BUNU BİLMİYORSANIZ
Manşet Haber 6.08.2020 11:12:46 0

BUNU BİLMİYORSANIZ 'YİNE' ALDATILIYORSUNUZ!

BUNU BİLMİYORSANIZ 'YİNE' ALDATILIYORSUNUZ!


- Salgın yaşanırken başka ülkelerin aldıkları kararlar kadar; “iktidarın” yurttaşın yaşamını kolaylaştırıcı yönde yaklaşımları önemli değil mi,  yurttaşına ‘yaşamınızı sürdürmeniz için her türlü desteği yapmayı sürdüreceğiz’ diyen ülkelerin tutumu çok mu anlamsız?





Evet, “biz bize yeteriz”; ancak “acıyı bölüşürsek”…





Dün yazıyı böyle bitirince, “biz bize yetmiyor muyuz, acıyı paylaşmıyor muyuz” sorusu akıllara gelmiştir!





Gerçekten “paylaşmayı” seviyor muyuz biz, yoksa “hepsi benim olsun, dediğimden çıkılmasın, bildiğim uygulansın” mı isteniyor?





Bunları düşünmeyecek denli “iç pazarlığı” olmayan, bu tür ayak oyunlarına kafa yormayacak denli “saf/ yalın” iç-dinamiklerden oluşmuş yaşadığımız toplum!

Sağlanan Veriler:
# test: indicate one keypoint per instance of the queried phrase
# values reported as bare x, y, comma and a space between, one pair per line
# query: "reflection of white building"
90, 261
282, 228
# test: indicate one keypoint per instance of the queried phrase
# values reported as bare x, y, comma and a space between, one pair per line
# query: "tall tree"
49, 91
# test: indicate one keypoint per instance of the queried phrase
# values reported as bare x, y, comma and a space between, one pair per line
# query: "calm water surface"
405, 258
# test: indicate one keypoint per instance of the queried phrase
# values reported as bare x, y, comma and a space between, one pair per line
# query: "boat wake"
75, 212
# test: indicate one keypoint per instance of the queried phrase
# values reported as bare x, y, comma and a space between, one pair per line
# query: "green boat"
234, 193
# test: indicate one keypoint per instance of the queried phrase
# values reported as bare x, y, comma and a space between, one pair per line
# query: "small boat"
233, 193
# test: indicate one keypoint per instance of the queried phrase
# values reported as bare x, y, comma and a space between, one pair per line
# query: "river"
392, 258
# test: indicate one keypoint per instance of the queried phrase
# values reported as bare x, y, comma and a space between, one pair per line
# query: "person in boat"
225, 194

Yanıtlanacak Sorular:
- a) "Bunu bilmiyorsanız" başlıklı yazıda "Bunları düşünmeyecek denli" ifadesinden "oluşmuş yaşadığımız toplum!" ifadesine kadar uzanan bölümü alıntılayın.
- b) "Bunu bilmiyorsanız" başlıklı yazıyı bittiği yerden devam ettirin.

Görev Sonuçları:
- a)
Bunları düşünmeyecek denli “iç pazarlığı” olmayan, bu tür ayak oyunlarına kafa yormayacak denli “saf/ yalın” iç-dinamiklerden oluşmuş yaşadığımız toplum!

- b)
“Beni aldattılar” diyeni kucaklayan,





“Bacılarımıza şiddet uyguladılar” diyene omuz veren bir toplum…





***





“İktidar” bir yandan, yerel yönetimler bir yandan, kentlerdeki sözcüleri bir yandan covid 19 için “yapıldı” denilenlere ne denli inandırıldık, görmüşsünüzdür!





Yeni düzenlemeler yapılmıştır, yasaklamalar getirilmiştir, yurttaşı rahatlatıcı kararlar alınmıştır gibi…





Yerelde banklar yenilenmiştir, parklar elden geçirilmiştir, toplu taşıma araçları olası virüse karşı arındırılmıştır, sivrisineğe karşı ilaçlama yapılmıştır gibi…





Yaşadığımız toplumun “iç dinamikleri” nedeniyle, “bu” denilenlere inanmakta zorlanmıyoruz!





“İktidarın” çalışmalarını,





“Yerel yönetimlerin” yaptıklarını “kaç kişi” yetersiz buluyor, “kaç kişi” olumsuz sonuçlarını dile getiriyor, “kaç kişi”…





Ulusal medyanın “haber” ağırlıklı kanallarını izleyenler, “kimlerin” olanlara alkış tuttuğunu/ eksiksiz savunduğunu görecektir!





**





İnsan olmadan; ne devletlerin, ne sistemlerin, ne kapitallerin, ne dünya toprakları üzerinde bulunan varlıkların “anlamsız” olduğunu düşünenlerdenim…





Tüm/ her şeyi anlamlandıran “insan”dır!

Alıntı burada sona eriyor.